◆ GIVEN EXERCISE ◆
Copy the items below verbatim, starting at the line that contains "Pick out the orange" and continuing through the last line of the items.

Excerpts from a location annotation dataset
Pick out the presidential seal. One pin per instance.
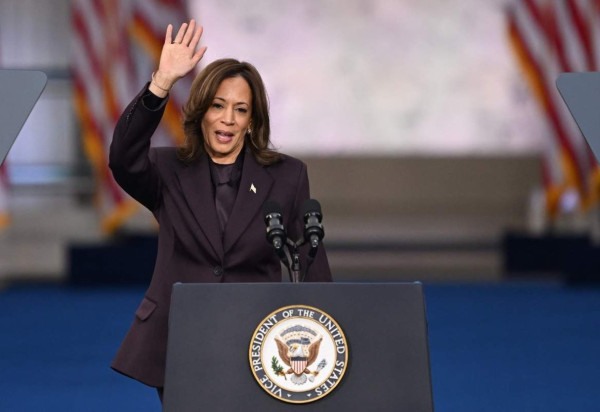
(298, 354)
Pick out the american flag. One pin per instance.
(550, 37)
(117, 46)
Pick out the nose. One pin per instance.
(228, 117)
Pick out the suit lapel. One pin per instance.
(255, 186)
(197, 189)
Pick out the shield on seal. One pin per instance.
(298, 364)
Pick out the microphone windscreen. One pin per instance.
(311, 206)
(271, 206)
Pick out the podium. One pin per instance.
(216, 331)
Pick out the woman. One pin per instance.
(207, 196)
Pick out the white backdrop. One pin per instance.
(380, 76)
(345, 77)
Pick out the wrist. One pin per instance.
(161, 83)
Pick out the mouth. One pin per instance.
(223, 136)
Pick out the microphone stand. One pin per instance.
(294, 269)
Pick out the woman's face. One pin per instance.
(227, 120)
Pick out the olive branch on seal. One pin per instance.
(277, 368)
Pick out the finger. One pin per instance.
(180, 33)
(189, 32)
(198, 55)
(196, 38)
(168, 34)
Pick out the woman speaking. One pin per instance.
(206, 195)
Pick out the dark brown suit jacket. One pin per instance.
(191, 247)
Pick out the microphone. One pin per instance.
(313, 229)
(275, 230)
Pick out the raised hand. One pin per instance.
(178, 57)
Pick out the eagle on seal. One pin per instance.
(298, 357)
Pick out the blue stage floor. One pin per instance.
(497, 347)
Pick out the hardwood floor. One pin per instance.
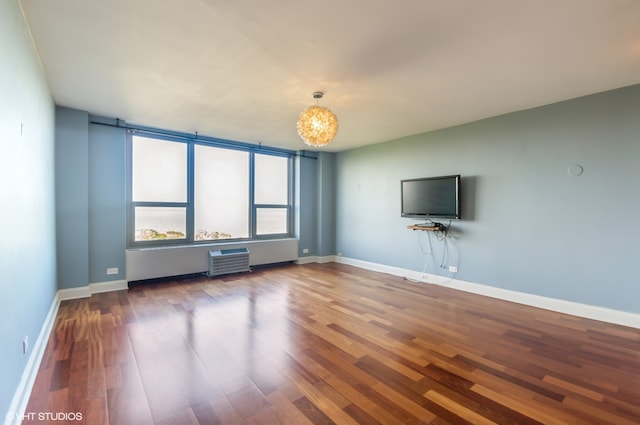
(329, 344)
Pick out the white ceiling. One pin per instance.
(244, 69)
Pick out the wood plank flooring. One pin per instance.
(329, 344)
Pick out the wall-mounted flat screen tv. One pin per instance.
(431, 197)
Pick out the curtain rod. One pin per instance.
(196, 136)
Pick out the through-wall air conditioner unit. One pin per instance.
(226, 261)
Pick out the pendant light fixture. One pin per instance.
(317, 125)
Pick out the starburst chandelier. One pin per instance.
(317, 125)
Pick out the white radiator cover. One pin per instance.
(226, 261)
(151, 263)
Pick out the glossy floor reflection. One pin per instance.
(329, 343)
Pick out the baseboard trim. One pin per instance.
(553, 304)
(92, 288)
(316, 259)
(20, 400)
(23, 392)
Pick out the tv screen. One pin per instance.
(431, 197)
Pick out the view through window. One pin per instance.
(183, 191)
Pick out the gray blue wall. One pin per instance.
(90, 199)
(27, 244)
(527, 224)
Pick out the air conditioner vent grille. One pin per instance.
(228, 261)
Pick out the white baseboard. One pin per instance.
(561, 306)
(92, 288)
(316, 259)
(23, 392)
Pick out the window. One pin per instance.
(271, 197)
(192, 191)
(221, 193)
(159, 189)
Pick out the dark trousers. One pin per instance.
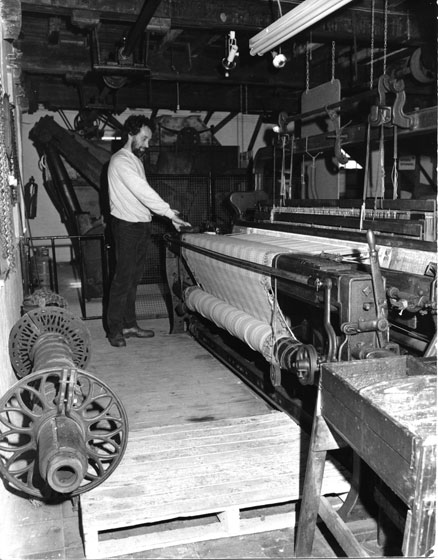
(131, 242)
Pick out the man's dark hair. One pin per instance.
(134, 123)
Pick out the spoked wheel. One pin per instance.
(62, 431)
(38, 322)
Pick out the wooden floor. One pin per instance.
(163, 381)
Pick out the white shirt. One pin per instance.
(130, 195)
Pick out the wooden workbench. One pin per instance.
(385, 410)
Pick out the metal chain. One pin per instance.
(333, 60)
(372, 44)
(385, 36)
(307, 66)
(6, 223)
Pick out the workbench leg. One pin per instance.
(310, 501)
(353, 494)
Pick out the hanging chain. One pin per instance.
(385, 36)
(372, 45)
(307, 66)
(6, 223)
(333, 60)
(394, 174)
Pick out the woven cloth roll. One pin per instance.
(256, 334)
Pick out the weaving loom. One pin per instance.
(308, 298)
(302, 299)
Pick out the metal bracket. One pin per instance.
(340, 156)
(391, 115)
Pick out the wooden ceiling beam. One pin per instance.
(234, 14)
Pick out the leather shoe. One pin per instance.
(118, 340)
(137, 332)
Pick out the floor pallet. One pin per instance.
(217, 475)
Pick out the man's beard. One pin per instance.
(139, 152)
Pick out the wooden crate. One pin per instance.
(173, 479)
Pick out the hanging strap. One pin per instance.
(291, 167)
(366, 178)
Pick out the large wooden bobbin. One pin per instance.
(62, 430)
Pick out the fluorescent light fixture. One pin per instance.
(300, 18)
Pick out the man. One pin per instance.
(132, 202)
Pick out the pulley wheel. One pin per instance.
(54, 393)
(33, 324)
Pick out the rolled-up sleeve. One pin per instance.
(128, 187)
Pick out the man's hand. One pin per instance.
(178, 223)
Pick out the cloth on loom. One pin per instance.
(245, 290)
(256, 334)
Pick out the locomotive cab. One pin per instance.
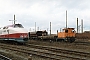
(68, 35)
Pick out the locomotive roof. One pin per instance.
(68, 28)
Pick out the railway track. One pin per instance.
(2, 57)
(48, 52)
(59, 50)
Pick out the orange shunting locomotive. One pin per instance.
(68, 34)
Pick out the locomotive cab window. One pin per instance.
(66, 31)
(73, 31)
(18, 26)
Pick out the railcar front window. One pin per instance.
(18, 26)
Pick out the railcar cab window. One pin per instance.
(66, 31)
(73, 31)
(18, 26)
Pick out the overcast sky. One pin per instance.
(43, 12)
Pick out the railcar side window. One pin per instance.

◆ CORRECT RESPONSE ◆
Pick out the orange shunting locomotive. One pin per instance.
(68, 34)
Pick out the locomotive cab window. One pin per instance.
(66, 31)
(73, 31)
(18, 26)
Pick out the railcar front window. One pin per instance.
(18, 26)
Pick out the railcar cab window. One pin per instance.
(66, 31)
(73, 31)
(18, 26)
Pick out the overcast sky. One pin per instance.
(43, 12)
Pick out the railcar side window. One pin per instance.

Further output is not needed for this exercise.